— Exercise input —
--*--
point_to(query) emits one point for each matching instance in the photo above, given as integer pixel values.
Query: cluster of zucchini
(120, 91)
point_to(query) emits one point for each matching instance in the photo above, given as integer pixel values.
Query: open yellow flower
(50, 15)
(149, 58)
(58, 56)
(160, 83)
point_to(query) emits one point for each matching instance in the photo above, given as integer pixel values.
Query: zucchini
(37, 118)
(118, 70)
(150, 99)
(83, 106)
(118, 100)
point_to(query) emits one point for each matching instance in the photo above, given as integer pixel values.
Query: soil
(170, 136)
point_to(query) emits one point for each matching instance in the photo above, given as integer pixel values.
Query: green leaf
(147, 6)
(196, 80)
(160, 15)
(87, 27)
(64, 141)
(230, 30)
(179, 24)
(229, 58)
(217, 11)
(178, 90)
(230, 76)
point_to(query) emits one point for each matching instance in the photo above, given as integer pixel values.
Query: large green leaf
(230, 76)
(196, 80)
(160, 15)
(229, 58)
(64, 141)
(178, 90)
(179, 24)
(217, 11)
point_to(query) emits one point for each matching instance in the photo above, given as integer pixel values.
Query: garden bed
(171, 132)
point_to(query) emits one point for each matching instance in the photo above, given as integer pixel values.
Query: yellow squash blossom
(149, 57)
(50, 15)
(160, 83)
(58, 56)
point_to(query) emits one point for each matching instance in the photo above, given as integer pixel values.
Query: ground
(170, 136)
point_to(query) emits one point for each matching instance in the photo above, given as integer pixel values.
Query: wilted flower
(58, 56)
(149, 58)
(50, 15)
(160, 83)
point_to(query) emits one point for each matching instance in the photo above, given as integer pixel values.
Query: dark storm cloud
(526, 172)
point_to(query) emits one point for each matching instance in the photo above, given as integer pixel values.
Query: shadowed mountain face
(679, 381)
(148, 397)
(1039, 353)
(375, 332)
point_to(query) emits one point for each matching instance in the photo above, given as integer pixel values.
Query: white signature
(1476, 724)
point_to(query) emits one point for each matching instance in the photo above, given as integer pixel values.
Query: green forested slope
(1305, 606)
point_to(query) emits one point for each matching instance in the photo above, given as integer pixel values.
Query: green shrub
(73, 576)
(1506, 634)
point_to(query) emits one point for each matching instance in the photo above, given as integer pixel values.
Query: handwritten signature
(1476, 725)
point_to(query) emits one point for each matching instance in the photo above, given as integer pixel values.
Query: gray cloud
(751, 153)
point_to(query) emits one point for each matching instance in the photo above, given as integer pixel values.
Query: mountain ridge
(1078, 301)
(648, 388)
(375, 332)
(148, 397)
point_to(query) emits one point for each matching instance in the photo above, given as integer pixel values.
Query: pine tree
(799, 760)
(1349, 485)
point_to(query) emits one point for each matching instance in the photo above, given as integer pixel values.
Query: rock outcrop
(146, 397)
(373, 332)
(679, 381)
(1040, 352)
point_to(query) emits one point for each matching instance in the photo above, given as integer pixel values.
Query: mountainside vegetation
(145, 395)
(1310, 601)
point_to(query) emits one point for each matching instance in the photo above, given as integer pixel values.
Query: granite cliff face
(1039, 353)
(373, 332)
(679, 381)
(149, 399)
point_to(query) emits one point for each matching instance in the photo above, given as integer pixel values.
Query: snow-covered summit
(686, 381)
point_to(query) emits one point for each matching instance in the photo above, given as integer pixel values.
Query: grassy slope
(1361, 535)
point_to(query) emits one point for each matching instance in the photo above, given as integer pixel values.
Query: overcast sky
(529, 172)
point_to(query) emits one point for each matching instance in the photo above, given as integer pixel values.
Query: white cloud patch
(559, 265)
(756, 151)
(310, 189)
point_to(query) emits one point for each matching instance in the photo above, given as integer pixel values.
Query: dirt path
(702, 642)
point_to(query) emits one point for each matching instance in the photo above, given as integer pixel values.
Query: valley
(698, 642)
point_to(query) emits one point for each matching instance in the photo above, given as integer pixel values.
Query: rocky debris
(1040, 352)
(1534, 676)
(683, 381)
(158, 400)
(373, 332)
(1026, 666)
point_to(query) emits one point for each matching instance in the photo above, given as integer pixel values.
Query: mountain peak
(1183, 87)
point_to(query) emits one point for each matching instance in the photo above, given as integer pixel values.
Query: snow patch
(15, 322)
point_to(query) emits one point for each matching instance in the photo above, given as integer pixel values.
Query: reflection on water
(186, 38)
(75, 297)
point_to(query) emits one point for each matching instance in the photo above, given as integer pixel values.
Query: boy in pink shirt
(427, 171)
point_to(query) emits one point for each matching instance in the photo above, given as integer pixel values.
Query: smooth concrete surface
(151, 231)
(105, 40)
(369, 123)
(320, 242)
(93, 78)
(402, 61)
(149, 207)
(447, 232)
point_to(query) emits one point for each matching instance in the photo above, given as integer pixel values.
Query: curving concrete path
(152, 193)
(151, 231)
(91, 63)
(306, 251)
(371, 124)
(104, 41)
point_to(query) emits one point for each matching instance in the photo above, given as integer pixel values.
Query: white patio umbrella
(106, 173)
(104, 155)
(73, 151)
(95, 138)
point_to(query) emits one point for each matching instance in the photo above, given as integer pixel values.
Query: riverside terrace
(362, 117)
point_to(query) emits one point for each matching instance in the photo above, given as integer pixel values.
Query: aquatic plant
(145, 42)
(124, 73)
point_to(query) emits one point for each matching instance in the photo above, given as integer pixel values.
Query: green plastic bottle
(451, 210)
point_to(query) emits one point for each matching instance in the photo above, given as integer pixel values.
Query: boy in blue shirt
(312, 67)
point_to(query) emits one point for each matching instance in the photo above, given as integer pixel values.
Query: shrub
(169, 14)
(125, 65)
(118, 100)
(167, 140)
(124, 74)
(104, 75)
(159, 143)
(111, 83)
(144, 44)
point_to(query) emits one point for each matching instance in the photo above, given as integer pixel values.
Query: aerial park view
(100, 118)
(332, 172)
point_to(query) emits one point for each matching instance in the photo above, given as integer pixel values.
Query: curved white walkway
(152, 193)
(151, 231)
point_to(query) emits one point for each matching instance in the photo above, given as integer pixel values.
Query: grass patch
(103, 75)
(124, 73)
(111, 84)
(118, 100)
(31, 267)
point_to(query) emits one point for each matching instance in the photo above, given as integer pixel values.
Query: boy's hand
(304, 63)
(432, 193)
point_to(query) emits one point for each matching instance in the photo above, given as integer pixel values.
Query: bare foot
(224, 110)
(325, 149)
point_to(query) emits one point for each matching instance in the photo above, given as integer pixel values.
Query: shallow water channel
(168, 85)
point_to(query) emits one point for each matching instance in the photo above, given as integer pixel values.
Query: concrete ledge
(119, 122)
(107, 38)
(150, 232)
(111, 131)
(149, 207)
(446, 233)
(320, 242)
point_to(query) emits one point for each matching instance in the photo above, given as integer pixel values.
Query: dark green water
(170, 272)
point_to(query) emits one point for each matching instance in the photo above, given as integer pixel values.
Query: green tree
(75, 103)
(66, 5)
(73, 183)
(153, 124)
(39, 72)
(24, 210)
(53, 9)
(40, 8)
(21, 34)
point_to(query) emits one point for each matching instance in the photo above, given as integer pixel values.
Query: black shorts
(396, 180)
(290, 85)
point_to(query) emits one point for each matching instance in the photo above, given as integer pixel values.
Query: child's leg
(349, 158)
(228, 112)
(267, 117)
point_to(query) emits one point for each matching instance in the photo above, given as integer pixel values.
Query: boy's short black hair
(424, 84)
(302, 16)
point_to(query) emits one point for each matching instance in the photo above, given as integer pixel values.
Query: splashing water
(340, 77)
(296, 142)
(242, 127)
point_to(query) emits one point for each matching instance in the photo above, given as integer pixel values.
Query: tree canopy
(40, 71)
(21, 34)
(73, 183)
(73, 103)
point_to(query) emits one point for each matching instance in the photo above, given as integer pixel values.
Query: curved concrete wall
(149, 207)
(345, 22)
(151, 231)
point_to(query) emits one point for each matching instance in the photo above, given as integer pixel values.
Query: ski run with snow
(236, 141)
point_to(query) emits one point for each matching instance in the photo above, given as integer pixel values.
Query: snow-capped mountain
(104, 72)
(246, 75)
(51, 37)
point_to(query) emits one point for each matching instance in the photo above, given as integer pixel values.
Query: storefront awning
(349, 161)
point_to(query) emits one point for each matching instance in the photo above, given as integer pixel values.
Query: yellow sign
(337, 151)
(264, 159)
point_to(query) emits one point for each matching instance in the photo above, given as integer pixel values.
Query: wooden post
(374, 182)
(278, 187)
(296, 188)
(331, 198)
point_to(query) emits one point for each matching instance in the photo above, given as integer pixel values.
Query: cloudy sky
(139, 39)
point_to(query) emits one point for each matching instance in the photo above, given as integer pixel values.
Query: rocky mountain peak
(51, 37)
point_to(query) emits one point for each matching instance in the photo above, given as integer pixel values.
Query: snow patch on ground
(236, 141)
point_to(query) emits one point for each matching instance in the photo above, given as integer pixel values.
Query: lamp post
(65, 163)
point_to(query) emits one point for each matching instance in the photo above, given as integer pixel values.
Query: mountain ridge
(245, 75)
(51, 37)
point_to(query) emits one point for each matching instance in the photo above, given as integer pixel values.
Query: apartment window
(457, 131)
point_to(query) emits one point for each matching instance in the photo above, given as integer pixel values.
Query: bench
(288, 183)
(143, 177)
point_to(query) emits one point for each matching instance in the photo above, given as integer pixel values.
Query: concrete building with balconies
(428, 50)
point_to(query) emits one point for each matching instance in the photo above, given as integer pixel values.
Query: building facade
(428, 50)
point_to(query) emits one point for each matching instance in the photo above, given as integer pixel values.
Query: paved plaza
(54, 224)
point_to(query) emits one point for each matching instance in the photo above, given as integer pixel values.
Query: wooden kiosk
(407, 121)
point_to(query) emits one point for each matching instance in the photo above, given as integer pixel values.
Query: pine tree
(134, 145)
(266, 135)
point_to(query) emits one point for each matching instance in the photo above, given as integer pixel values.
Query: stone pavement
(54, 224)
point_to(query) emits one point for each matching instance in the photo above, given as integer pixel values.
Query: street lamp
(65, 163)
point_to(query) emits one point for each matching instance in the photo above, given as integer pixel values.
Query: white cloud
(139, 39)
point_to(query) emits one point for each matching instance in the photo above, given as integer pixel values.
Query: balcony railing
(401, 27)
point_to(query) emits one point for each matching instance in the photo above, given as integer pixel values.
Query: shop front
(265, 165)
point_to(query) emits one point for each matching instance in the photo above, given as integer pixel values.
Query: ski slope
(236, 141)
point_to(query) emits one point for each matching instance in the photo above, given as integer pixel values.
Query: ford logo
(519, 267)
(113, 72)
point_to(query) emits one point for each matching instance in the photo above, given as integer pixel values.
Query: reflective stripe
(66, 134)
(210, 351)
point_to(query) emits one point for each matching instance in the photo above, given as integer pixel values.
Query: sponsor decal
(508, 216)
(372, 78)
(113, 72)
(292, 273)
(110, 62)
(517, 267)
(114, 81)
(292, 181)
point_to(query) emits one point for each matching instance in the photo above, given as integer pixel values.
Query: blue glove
--*--
Return every line of the listing above that contains the word "zucchini", treating uppercase and lowercase as different.

— Solution to the exercise —
Query: cluster of zucchini
Query: zucchini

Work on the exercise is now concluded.